• [WRITTEN INSTRUCTION]: Lines before the one containing "Objective — one marker per instance of the flame" are excluded; retype that line and all remaining lines of the material exactly.
-- START EXTRACTED ENTRIES --
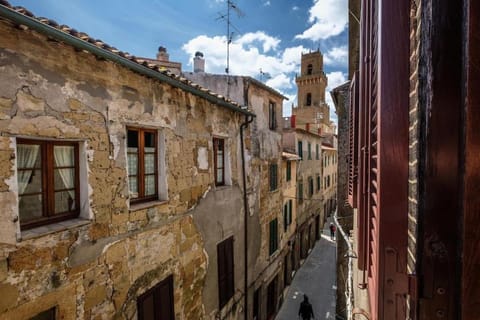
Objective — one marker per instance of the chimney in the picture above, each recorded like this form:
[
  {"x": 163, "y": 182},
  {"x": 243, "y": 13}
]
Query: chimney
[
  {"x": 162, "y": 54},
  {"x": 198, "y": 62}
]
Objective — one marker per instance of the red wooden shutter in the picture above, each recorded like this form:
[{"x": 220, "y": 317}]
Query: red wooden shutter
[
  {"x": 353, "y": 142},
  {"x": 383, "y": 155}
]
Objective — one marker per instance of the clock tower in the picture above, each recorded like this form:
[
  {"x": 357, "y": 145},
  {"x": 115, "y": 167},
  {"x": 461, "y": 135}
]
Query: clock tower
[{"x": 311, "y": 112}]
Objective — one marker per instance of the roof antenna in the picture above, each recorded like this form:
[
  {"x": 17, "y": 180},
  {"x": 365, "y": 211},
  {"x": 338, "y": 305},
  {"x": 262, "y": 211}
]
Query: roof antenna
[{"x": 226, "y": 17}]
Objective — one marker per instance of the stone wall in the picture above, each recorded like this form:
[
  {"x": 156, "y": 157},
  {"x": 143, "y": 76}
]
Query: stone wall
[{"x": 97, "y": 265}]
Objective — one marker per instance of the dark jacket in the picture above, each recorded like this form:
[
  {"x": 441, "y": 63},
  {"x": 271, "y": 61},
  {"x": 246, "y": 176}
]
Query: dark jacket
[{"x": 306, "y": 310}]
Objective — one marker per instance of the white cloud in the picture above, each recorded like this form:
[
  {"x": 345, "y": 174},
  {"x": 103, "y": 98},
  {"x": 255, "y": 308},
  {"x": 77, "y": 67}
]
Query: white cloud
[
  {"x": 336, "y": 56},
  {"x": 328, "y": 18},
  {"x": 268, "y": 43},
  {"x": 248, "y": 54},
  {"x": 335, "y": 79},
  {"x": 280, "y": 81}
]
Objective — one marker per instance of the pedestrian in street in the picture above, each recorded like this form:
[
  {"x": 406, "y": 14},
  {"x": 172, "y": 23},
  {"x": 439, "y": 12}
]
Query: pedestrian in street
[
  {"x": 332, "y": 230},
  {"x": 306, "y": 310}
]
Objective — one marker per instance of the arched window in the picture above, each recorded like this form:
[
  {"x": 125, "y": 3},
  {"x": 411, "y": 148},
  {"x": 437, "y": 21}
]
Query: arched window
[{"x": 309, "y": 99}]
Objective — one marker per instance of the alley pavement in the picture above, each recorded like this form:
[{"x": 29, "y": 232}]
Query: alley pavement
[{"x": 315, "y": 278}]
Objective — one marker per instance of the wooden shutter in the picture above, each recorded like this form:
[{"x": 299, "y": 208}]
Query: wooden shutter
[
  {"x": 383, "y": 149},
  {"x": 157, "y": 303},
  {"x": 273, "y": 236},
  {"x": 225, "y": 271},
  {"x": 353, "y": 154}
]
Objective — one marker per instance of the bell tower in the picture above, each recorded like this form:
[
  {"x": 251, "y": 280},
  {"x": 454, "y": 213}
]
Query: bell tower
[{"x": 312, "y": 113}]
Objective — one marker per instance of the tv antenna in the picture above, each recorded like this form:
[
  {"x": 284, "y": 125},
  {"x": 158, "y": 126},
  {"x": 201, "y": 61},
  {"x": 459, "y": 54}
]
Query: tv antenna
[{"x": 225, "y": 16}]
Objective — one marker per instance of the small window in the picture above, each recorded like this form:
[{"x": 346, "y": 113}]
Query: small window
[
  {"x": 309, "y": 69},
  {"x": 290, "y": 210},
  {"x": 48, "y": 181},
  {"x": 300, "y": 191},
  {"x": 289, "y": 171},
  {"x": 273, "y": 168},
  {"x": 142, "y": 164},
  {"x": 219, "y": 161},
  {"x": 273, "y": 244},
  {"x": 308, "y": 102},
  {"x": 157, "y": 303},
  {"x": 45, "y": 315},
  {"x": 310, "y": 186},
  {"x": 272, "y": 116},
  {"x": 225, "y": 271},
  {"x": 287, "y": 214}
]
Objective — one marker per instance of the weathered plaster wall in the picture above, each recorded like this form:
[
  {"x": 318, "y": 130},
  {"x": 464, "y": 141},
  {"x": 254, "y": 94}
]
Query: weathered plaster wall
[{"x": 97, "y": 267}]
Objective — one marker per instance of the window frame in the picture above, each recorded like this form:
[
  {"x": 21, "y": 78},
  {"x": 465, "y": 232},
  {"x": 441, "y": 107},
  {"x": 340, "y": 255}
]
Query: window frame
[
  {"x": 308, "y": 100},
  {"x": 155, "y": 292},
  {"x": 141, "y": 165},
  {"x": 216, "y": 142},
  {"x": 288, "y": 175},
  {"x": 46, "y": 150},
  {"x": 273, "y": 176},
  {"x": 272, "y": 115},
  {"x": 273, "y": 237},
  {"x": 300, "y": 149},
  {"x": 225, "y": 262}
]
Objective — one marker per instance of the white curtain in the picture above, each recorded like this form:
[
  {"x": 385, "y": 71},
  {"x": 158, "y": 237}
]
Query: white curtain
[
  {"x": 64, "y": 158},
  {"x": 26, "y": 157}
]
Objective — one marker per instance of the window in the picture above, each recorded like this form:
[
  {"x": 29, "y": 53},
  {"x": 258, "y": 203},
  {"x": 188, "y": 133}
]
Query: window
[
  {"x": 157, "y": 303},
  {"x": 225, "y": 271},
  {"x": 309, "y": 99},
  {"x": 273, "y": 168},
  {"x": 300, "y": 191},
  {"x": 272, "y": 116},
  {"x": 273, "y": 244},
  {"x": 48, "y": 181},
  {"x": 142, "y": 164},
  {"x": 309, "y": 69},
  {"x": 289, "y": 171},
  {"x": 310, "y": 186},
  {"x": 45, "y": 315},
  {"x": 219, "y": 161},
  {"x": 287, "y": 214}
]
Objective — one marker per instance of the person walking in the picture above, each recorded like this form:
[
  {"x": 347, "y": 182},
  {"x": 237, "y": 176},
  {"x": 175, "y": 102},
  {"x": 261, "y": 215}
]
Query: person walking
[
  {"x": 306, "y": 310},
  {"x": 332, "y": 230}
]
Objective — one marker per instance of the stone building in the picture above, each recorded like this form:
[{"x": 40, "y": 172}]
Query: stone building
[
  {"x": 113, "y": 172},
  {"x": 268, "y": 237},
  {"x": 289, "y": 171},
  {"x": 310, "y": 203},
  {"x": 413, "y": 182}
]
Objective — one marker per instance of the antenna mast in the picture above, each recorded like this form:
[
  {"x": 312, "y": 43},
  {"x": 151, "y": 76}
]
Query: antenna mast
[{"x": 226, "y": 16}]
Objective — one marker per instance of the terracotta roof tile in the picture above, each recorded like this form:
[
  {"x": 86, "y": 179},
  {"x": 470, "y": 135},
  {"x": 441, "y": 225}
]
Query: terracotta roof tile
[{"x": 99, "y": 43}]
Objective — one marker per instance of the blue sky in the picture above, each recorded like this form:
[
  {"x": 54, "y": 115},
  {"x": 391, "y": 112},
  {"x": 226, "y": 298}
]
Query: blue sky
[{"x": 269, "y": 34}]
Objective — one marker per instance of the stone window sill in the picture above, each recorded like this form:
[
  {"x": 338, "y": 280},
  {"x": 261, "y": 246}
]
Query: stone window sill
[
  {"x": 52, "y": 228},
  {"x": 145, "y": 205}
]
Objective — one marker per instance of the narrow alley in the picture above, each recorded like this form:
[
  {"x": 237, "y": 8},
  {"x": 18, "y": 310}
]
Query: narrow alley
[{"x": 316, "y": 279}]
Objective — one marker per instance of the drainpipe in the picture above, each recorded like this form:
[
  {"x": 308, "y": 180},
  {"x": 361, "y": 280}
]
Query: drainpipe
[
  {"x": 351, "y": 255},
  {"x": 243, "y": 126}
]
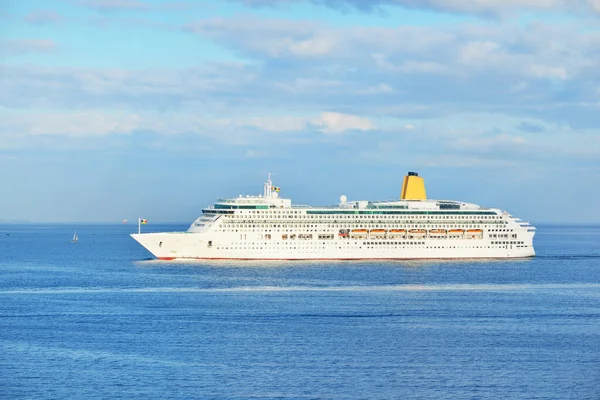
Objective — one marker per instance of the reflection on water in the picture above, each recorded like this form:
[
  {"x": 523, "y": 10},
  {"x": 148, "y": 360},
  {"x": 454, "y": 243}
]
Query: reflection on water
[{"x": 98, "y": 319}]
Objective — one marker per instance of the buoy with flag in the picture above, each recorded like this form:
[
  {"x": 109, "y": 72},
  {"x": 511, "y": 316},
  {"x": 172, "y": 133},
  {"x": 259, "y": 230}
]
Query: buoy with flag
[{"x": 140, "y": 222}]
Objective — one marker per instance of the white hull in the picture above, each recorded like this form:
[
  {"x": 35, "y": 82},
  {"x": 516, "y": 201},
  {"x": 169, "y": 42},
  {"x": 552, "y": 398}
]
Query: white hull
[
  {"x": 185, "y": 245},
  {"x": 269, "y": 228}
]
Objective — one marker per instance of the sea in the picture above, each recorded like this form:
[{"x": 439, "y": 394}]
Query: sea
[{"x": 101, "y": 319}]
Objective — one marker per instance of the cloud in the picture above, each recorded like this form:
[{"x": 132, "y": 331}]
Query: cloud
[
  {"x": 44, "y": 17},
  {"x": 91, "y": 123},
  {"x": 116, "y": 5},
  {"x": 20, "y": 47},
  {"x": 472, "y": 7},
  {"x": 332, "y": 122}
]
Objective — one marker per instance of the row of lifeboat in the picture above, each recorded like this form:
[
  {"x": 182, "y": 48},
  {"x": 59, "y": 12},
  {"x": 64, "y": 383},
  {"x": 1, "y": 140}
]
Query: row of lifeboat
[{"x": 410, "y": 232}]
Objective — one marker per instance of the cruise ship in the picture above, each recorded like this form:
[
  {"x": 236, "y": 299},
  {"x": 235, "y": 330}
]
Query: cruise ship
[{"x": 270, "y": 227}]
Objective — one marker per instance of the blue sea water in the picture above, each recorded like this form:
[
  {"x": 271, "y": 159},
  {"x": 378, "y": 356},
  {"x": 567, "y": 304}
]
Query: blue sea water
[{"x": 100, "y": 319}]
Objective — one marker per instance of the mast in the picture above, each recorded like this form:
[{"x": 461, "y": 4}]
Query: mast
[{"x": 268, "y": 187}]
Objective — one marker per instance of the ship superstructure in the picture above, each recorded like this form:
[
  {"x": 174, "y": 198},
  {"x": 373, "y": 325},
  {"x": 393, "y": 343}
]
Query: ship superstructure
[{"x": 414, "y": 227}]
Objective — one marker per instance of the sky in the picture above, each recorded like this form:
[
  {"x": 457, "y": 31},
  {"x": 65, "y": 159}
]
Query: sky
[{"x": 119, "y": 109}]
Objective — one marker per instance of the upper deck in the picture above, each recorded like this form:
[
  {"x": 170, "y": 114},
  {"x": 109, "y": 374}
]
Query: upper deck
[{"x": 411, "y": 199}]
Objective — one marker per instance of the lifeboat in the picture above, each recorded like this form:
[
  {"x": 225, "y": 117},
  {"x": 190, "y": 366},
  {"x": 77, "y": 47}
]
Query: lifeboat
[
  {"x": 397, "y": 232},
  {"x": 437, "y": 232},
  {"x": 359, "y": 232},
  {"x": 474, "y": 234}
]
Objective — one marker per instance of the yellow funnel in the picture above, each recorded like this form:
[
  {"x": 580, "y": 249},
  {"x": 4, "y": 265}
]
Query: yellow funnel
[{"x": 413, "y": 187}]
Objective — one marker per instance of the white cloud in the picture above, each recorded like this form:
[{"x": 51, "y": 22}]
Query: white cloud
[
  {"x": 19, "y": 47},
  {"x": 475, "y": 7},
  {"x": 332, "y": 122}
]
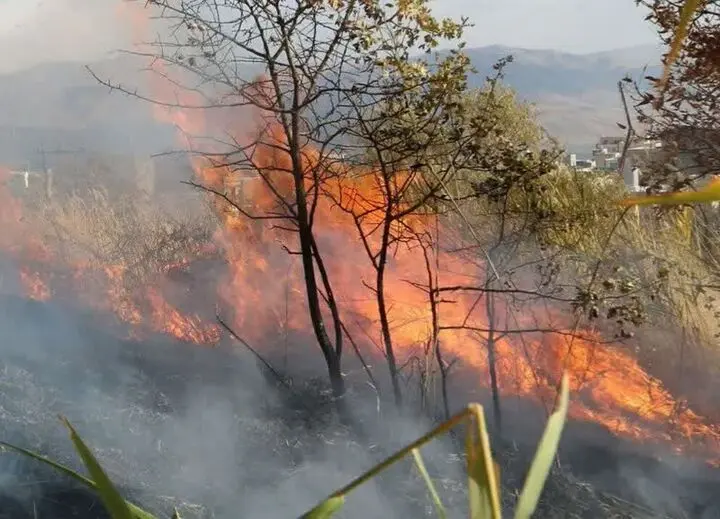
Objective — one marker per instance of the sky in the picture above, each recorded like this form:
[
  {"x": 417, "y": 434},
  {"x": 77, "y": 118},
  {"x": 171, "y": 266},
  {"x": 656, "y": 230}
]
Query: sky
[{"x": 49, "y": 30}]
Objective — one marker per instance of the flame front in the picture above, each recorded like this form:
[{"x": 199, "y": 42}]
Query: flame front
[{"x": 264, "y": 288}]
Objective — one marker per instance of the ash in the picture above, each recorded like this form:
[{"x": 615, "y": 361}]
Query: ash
-- END EXTRACTED ENTRIES --
• [SOLUTION FOR THIS EXERCISE]:
Objective — one marker per instance of the flame front in the picture above, each recorded like this form:
[{"x": 199, "y": 42}]
Query: flame front
[{"x": 264, "y": 288}]
Objective — one marker per instance of the ash in the picture above, each recorded like this form:
[{"x": 615, "y": 361}]
Query: ash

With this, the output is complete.